Your answer should hold exactly the lines from the one with "# point at: mud" through the last line of the material below, nothing before and nothing extra.

■ **Input records**

# # # # #

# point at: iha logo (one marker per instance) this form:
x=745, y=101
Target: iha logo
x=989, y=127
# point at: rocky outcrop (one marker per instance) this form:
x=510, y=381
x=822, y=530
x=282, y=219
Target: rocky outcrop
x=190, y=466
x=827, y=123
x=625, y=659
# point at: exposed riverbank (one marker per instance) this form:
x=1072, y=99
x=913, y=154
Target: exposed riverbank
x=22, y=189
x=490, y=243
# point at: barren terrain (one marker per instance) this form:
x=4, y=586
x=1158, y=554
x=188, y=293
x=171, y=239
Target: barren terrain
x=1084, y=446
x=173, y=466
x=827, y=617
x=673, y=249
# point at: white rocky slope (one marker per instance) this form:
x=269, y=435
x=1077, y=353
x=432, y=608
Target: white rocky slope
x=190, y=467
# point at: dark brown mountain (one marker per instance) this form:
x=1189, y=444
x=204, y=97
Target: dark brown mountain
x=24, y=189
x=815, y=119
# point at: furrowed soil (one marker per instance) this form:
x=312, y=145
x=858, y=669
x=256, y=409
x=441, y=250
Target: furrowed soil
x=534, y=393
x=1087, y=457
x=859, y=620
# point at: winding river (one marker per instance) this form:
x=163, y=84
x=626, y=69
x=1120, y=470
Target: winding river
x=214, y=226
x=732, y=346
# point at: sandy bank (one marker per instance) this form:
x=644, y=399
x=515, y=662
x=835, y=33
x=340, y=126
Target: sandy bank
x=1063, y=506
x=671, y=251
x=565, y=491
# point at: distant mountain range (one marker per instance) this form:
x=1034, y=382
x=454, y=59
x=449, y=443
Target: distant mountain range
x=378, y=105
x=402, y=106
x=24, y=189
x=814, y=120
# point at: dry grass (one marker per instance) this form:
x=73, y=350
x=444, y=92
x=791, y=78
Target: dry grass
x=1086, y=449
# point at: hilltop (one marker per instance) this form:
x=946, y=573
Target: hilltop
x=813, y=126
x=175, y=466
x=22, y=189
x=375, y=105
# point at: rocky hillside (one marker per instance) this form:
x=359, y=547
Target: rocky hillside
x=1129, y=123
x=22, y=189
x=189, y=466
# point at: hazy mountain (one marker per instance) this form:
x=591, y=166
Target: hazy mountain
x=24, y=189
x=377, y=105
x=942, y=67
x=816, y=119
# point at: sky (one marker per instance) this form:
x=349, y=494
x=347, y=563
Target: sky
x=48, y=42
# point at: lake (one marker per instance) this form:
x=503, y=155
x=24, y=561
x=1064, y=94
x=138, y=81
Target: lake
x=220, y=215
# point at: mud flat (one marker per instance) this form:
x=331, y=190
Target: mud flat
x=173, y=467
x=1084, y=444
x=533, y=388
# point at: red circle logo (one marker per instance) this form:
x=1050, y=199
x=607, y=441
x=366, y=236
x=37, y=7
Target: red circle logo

# # # # #

■ **Response for this exercise**
# point at: mud flat (one marker per instance) this form:
x=331, y=190
Target: mud flat
x=173, y=467
x=1084, y=444
x=533, y=388
# point at: red circle logo (one marker per instance) this form:
x=1050, y=199
x=607, y=441
x=366, y=236
x=37, y=7
Target: red circle logo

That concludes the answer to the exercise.